START THE INPUT

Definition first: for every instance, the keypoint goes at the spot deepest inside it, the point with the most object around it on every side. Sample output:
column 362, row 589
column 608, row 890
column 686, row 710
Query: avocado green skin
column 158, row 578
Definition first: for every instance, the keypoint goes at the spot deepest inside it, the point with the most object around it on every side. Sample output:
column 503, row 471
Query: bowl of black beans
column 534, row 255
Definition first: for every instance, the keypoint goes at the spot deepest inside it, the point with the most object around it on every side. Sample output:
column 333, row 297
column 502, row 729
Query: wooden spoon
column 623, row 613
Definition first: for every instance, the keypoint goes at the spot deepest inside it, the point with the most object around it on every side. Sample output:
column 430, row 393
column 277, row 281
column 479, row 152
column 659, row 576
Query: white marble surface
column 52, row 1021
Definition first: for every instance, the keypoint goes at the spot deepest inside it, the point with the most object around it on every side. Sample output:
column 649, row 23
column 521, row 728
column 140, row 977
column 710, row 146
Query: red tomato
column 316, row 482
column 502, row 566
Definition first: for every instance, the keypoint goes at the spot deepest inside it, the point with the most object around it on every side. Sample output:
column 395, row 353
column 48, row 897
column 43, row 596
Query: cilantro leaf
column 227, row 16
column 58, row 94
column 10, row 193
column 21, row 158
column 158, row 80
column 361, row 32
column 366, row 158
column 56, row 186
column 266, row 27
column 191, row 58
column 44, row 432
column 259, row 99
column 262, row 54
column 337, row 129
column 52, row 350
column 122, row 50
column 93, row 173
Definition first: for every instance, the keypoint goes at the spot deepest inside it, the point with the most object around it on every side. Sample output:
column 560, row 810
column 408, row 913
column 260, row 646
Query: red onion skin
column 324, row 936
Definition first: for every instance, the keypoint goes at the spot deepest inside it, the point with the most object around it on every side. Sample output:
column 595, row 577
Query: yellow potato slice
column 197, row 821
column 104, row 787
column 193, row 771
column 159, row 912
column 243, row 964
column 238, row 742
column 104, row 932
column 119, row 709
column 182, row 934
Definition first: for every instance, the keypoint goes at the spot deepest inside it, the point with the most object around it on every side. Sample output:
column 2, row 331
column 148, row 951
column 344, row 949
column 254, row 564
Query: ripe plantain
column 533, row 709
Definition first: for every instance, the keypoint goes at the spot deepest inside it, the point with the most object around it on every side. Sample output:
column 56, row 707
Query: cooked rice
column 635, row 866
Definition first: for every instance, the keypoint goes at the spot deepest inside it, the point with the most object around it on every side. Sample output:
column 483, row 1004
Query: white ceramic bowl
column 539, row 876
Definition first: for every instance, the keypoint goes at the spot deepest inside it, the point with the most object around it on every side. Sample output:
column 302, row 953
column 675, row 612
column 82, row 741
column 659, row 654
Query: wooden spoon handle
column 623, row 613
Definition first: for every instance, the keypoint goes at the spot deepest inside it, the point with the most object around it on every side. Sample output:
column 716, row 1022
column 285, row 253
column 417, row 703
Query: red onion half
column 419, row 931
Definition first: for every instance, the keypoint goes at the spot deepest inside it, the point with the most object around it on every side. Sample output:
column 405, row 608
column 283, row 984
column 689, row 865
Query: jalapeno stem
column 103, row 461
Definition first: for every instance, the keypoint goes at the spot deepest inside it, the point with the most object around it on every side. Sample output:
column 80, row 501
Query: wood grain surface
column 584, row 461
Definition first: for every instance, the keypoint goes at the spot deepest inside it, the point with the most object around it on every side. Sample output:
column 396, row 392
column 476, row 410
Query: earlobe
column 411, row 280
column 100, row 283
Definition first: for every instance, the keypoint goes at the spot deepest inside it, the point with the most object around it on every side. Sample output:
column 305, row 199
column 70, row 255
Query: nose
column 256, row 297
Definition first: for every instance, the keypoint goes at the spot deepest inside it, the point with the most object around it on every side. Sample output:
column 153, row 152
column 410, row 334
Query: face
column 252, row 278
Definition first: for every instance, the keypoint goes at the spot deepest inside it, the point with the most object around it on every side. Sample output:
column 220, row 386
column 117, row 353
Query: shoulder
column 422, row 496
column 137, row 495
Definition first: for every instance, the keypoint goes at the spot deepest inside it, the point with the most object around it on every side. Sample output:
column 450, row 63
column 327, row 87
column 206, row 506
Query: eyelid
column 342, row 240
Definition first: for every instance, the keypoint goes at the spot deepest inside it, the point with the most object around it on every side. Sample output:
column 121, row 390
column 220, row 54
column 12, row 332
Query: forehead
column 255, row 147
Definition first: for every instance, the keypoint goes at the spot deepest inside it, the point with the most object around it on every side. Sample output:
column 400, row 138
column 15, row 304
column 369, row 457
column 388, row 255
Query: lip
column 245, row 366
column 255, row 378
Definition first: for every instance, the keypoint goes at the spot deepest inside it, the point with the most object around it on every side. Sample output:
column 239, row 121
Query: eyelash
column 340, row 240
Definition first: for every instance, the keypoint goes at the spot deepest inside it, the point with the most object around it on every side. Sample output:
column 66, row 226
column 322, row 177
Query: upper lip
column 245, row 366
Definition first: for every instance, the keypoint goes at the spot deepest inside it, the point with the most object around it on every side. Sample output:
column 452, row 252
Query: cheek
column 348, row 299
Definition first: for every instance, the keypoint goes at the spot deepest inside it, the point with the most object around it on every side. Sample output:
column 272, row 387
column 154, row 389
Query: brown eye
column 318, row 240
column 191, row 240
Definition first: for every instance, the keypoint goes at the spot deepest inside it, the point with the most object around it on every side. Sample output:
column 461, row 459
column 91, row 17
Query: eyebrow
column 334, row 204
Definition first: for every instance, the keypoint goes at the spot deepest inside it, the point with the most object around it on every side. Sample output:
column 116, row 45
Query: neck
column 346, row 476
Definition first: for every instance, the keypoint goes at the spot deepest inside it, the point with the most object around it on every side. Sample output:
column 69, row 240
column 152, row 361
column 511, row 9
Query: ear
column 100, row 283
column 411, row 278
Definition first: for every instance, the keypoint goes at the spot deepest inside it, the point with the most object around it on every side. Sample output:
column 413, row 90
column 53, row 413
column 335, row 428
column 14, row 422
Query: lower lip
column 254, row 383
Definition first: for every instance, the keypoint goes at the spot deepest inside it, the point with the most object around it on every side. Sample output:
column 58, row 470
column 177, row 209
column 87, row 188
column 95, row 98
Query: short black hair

END THE INPUT

(EXERCISE) Repeat each of the records exactly as written.

(REPLY)
Definition first: for every instance, the keypoint goes at the spot deepest inside it, the point with the most object around it on every side. Sample output:
column 362, row 589
column 608, row 890
column 686, row 710
Query: avocado green skin
column 158, row 578
Definition first: for every instance, the keypoint goes at the spot deepest inside it, the point with the most object around it on every side. Sample output:
column 503, row 471
Query: bowl of black beans
column 534, row 255
Definition first: for every instance, the keypoint goes at the spot deepest inside it, the point with the most object around it on every side. Sample output:
column 333, row 297
column 502, row 729
Query: wooden spoon
column 623, row 613
Definition first: for every instance, the keypoint goes at the spot deepest inside it, the point with the most object around it on every side. Sample output:
column 430, row 393
column 277, row 281
column 479, row 152
column 659, row 576
Query: white marble surface
column 52, row 1021
Definition first: for every instance, the keypoint goes at the spot deepest inside it, the point with the most object around it on every side. Sample output:
column 649, row 23
column 521, row 728
column 140, row 977
column 710, row 146
Query: red tomato
column 316, row 482
column 502, row 566
Definition first: for every instance, the keypoint goes at the spot deepest inside it, the point with the most object around it on every side. Sample output:
column 395, row 353
column 48, row 897
column 43, row 596
Query: cilantro leaf
column 227, row 16
column 58, row 94
column 10, row 193
column 21, row 158
column 158, row 80
column 361, row 32
column 366, row 158
column 56, row 186
column 266, row 27
column 191, row 58
column 44, row 432
column 259, row 99
column 262, row 54
column 337, row 129
column 52, row 350
column 122, row 50
column 93, row 173
Definition first: for every instance, the keypoint goes at the spot deepest inside it, the point with the most object around it on every side. Sample output:
column 560, row 810
column 408, row 913
column 260, row 646
Query: red onion skin
column 324, row 936
Definition first: for every instance, the keypoint goes at the spot deepest inside it, the point with the most object around it on every side. Sample output:
column 595, row 577
Query: yellow potato slice
column 197, row 821
column 104, row 787
column 193, row 771
column 159, row 912
column 243, row 964
column 238, row 742
column 104, row 932
column 119, row 709
column 182, row 934
Definition first: for every instance, the keypoint goes at the spot deepest inside it, the point with the most object around it on every side. Sample output:
column 2, row 331
column 148, row 951
column 344, row 949
column 254, row 564
Query: ripe plantain
column 533, row 709
Definition first: for every instance, the keypoint goes at the spot deepest inside it, the point with the most object around it on every side. Sample output:
column 56, row 707
Query: cooked rice
column 635, row 866
Definition first: for every instance, the keypoint goes at the spot deepest inside it, the point with the most object around it on every side. Sample output:
column 483, row 1004
Query: white ceramic bowl
column 539, row 876
Definition first: for every instance, the keypoint goes at the spot deepest inside it, the point with the most object around it on every side. Sample output:
column 302, row 953
column 675, row 612
column 82, row 741
column 659, row 654
Query: wooden spoon handle
column 623, row 613
Definition first: for every instance, the keypoint goes at the spot deepest inside it, the point with the most object around it on every side. Sample output:
column 716, row 1022
column 285, row 253
column 417, row 703
Query: red onion half
column 419, row 931
Definition first: for every instance, the keypoint goes at the spot deepest inside it, the point with the most object around it on every side. Sample output:
column 405, row 608
column 283, row 984
column 689, row 865
Query: jalapeno stem
column 103, row 461
Definition first: for every instance, the keypoint goes at the spot deepest inside it, the point with the most object around it on every side. Sample output:
column 80, row 501
Query: wood grain surface
column 584, row 461
Definition first: for every instance, the keypoint goes at the spot deepest inside it, the point with the most object around it on every side. Sample output:
column 396, row 392
column 476, row 410
Query: earlobe
column 411, row 280
column 100, row 283
Definition first: for every instance, the keypoint goes at the spot deepest inside it, the point with the most object around it on every side. Sample output:
column 305, row 199
column 70, row 255
Query: nose
column 256, row 297
Definition first: for every instance, the keypoint goes at the spot deepest inside it, the point with the most object around it on every side. Sample output:
column 153, row 152
column 410, row 334
Query: face
column 252, row 278
Definition first: for every instance, the keypoint goes at the spot deepest inside it, the point with the most object around it on every side. Sample output:
column 220, row 386
column 117, row 353
Query: shoulder
column 422, row 496
column 137, row 495
Definition first: for every instance, the keypoint goes at the spot deepest inside it, the point with the most object around it on every side. Sample output:
column 450, row 63
column 327, row 87
column 206, row 506
Query: eyelid
column 342, row 240
Definition first: for every instance, the keypoint goes at the spot deepest inside it, the point with the most object around it on every side. Sample output:
column 121, row 390
column 220, row 54
column 12, row 332
Query: forehead
column 255, row 147
Definition first: for every instance, the keypoint goes at the spot deepest inside it, the point with the most object around it on every side. Sample output:
column 400, row 138
column 15, row 304
column 369, row 457
column 388, row 255
Query: lip
column 245, row 366
column 255, row 378
Definition first: for every instance, the keypoint goes at the spot deepest inside it, the point with the most object around it on every side. Sample output:
column 239, row 121
Query: eyelash
column 340, row 240
Definition first: for every instance, the keypoint goes at the spot deepest inside it, the point with the most object around it on every side. Sample output:
column 66, row 226
column 322, row 177
Query: upper lip
column 245, row 366
Definition first: for every instance, the keypoint goes at the spot deepest inside it, the point with the most object around it on every side. Sample output:
column 452, row 252
Query: cheek
column 348, row 299
Definition first: for every instance, the keypoint goes at the spot deepest inside it, the point with the most object around it on every side. Sample output:
column 272, row 387
column 154, row 389
Query: brown eye
column 318, row 240
column 191, row 240
Definition first: for every instance, the keypoint goes at the spot deepest inside it, the point with the most object around it on every side. Sample output:
column 461, row 459
column 91, row 17
Query: eyebrow
column 334, row 204
Definition first: for every instance, the keypoint goes at the spot deepest inside it, the point with the most object around it on every side. Sample output:
column 116, row 45
Query: neck
column 346, row 476
Definition first: for every instance, the keypoint goes at the spot deepest inside it, the point with the most object around it on every side. Sample output:
column 69, row 240
column 152, row 361
column 511, row 9
Query: ear
column 100, row 283
column 411, row 278
Definition first: for every instance, the keypoint goes at the spot deepest inside it, the point with the most object around it on every side. Sample output:
column 413, row 90
column 53, row 413
column 335, row 428
column 14, row 422
Query: lower lip
column 254, row 383
Definition first: for every instance, the keypoint goes at the spot deepest inside it, the point with the most object around it on every side. Sample output:
column 58, row 470
column 177, row 209
column 87, row 188
column 95, row 98
Query: short black hair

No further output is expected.